- **Problem**
Give back the data in full, with every line exact.

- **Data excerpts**

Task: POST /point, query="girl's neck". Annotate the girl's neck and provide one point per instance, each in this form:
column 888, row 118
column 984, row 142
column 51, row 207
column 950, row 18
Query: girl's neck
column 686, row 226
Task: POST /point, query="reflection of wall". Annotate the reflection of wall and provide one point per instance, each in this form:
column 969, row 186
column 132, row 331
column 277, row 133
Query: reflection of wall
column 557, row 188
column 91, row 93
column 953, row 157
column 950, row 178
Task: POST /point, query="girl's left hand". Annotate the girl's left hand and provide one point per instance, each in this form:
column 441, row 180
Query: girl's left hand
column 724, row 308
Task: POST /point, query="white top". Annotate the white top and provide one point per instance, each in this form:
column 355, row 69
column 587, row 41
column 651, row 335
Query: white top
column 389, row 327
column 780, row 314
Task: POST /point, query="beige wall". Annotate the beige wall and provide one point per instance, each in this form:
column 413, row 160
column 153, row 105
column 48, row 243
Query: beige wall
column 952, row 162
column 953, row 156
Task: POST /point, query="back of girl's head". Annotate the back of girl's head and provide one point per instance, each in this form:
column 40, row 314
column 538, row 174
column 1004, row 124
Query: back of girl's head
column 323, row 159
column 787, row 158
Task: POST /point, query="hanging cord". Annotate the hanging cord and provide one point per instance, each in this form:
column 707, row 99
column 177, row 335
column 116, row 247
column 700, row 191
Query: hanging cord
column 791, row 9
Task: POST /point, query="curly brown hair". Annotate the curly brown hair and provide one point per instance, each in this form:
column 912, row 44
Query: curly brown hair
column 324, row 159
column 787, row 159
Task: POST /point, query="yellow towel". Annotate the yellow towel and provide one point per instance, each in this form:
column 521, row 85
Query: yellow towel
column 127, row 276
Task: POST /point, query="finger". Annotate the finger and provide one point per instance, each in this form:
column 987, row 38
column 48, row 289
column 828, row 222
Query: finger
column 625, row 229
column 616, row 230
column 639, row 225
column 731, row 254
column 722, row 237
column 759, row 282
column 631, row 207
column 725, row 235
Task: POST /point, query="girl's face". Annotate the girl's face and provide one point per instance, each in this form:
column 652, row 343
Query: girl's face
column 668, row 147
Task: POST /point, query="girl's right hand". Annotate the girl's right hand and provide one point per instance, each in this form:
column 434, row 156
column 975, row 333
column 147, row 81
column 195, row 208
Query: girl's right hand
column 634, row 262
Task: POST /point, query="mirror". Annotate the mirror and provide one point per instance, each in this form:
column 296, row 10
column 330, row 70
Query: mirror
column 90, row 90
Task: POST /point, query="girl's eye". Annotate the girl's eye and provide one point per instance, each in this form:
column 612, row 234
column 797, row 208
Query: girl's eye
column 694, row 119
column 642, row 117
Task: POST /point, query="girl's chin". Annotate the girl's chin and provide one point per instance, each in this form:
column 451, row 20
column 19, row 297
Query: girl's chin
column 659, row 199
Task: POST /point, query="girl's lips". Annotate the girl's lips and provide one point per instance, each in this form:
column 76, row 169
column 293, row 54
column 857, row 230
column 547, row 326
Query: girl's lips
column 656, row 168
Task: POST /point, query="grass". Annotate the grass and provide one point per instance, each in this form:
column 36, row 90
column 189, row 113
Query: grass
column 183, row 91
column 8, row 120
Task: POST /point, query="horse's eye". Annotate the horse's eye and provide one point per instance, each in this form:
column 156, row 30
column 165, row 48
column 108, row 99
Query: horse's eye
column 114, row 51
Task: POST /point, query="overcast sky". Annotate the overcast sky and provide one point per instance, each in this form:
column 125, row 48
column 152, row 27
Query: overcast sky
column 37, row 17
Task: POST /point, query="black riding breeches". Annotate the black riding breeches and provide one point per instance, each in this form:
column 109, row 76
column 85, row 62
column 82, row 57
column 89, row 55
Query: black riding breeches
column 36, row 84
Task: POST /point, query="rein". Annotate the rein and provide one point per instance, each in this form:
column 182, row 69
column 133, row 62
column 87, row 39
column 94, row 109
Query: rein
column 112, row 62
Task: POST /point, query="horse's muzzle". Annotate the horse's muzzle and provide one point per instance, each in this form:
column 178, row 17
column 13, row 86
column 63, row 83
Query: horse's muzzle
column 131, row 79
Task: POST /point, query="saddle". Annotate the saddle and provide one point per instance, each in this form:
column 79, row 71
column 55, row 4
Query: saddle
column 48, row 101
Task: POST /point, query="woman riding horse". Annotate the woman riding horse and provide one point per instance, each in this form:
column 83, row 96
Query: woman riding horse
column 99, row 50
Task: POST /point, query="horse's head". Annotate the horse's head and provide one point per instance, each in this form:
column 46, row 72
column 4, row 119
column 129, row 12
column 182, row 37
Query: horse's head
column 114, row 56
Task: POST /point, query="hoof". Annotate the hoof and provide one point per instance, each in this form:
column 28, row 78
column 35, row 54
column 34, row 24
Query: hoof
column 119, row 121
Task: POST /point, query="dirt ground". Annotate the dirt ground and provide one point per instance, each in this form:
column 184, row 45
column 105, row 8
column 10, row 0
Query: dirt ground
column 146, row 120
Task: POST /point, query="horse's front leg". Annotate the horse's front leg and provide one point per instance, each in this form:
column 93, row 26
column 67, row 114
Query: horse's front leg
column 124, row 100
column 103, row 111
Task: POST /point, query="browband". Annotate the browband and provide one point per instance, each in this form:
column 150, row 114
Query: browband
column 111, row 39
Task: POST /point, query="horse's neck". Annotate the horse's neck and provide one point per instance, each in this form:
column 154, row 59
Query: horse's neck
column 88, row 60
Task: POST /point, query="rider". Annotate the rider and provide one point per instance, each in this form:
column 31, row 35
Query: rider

- **Reply**
Task: POST /point, query="girl's neck". Annotate the girl's neck and provide one point per instance, each in this form:
column 888, row 118
column 984, row 142
column 51, row 207
column 950, row 18
Query: girl's neck
column 686, row 226
Task: POST /point, query="reflection of wall". Annotate the reflection of wall and provide one point per instance, each in this form:
column 969, row 186
column 132, row 331
column 277, row 133
Query: reflection of wall
column 557, row 188
column 91, row 93
column 953, row 157
column 950, row 178
Task: POST /point, query="girl's left hand". Annotate the girl's left hand and provide one point per instance, each in this form:
column 441, row 180
Query: girl's left hand
column 724, row 308
Task: POST /point, query="white top". Annotate the white top and provide one point per instance, each in this form:
column 355, row 69
column 587, row 41
column 651, row 335
Query: white top
column 389, row 327
column 780, row 314
Task: POST /point, query="beige wall". Annotate the beige wall and provide one point per instance, each in this form:
column 413, row 160
column 153, row 105
column 48, row 243
Query: beige wall
column 952, row 162
column 953, row 156
Task: POST /point, query="back of girl's head". Annotate the back of girl's head and provide one point per instance, each in this form:
column 40, row 314
column 538, row 174
column 1004, row 124
Query: back of girl's head
column 323, row 159
column 787, row 158
Task: POST /point, query="hanging cord". Annotate the hanging cord and provide one point per instance, each in this form:
column 707, row 99
column 177, row 335
column 116, row 247
column 700, row 191
Query: hanging cord
column 791, row 9
Task: POST /point, query="curly brown hair". Annotate the curly brown hair and provide one point per instance, each in this form:
column 912, row 44
Query: curly brown hair
column 324, row 159
column 787, row 159
Task: POST /point, query="yellow towel". Annotate the yellow towel and provide one point per instance, each in this form:
column 521, row 85
Query: yellow towel
column 127, row 276
Task: POST /point, query="finger". Annotate the finger and provide one point per instance, each in this form:
column 987, row 38
column 48, row 289
column 828, row 222
Query: finger
column 625, row 229
column 616, row 230
column 639, row 225
column 731, row 254
column 722, row 237
column 759, row 282
column 631, row 207
column 725, row 235
Task: POST /point, query="girl's face". Annotate the girl's face and provide one point per instance, each in this form:
column 652, row 343
Query: girl's face
column 668, row 147
Task: POST /point, query="girl's right hand". Annotate the girl's right hand and provide one point per instance, each in this form:
column 434, row 156
column 975, row 333
column 147, row 81
column 195, row 208
Query: girl's right hand
column 634, row 262
Task: POST /point, query="mirror". Annotate the mirror and provide one point per instance, each in this form:
column 296, row 10
column 330, row 70
Query: mirror
column 90, row 90
Task: POST /point, query="girl's eye". Annotate the girl's eye and provide one point per instance, each in this form:
column 612, row 234
column 797, row 208
Query: girl's eye
column 694, row 119
column 642, row 117
Task: POST /point, query="girl's chin". Annotate the girl's chin and provide one point per instance, each in this form:
column 451, row 20
column 19, row 297
Query: girl's chin
column 659, row 199
Task: POST /point, query="girl's lips". Annotate the girl's lips and provide one point per instance, each in this form:
column 76, row 169
column 293, row 54
column 857, row 230
column 547, row 326
Query: girl's lips
column 656, row 168
Task: POST /point, query="grass". Annotate the grass and provide one point per instance, each in this form:
column 36, row 90
column 189, row 113
Query: grass
column 183, row 91
column 8, row 120
Task: POST /point, query="horse's eye". Annotate the horse's eye and provide one point per instance, each in this form:
column 156, row 30
column 165, row 48
column 108, row 99
Query: horse's eye
column 114, row 51
Task: POST /point, query="overcast sky". Annotate the overcast sky and provide one point per instance, each in this form:
column 125, row 48
column 152, row 27
Query: overcast sky
column 37, row 17
Task: POST /point, query="black riding breeches". Annotate the black riding breeches and provide one point per instance, each in this form:
column 109, row 76
column 85, row 62
column 82, row 57
column 89, row 55
Query: black riding breeches
column 36, row 84
Task: POST /point, query="rein". Annotate the rein and provide one point per instance, each in this form:
column 182, row 69
column 133, row 62
column 87, row 39
column 94, row 109
Query: rein
column 112, row 62
Task: POST /point, query="horse's muzzle". Annotate the horse's muzzle and provide one point per instance, each in this form:
column 178, row 17
column 13, row 86
column 63, row 83
Query: horse's muzzle
column 131, row 79
Task: POST /point, query="saddle". Annotate the saddle and provide one point per instance, each in this form:
column 79, row 71
column 55, row 4
Query: saddle
column 48, row 101
Task: POST /point, query="woman riding horse". Annotate the woman riding horse and provide one point per instance, each in this form:
column 83, row 96
Query: woman riding horse
column 99, row 50
Task: POST /point, query="horse's head". Annotate the horse's head and provide one point per instance, each in this form:
column 46, row 72
column 4, row 119
column 129, row 12
column 182, row 37
Query: horse's head
column 114, row 56
Task: POST /point, query="hoof". Annotate the hoof and provide one point per instance, each in this form:
column 28, row 78
column 35, row 54
column 34, row 24
Query: hoof
column 119, row 121
Task: POST /point, query="dirt ground". Annotate the dirt ground and provide one point per instance, each in this form:
column 184, row 45
column 105, row 8
column 10, row 0
Query: dirt ground
column 146, row 120
Task: POST /point, query="horse's front leg". Annotate the horse's front leg and provide one point per instance, each in this form:
column 93, row 26
column 67, row 114
Query: horse's front leg
column 124, row 100
column 103, row 111
Task: POST /point, query="browband". Annotate the browband and provide one point per instance, each in this form:
column 150, row 114
Query: browband
column 111, row 39
Task: POST /point, query="horse's neck". Annotate the horse's neck and provide one point per instance, each in this form:
column 154, row 59
Query: horse's neck
column 88, row 60
Task: POST /point, query="rider". Annotate the rider and provide one point per instance, each in this form:
column 31, row 35
Query: rider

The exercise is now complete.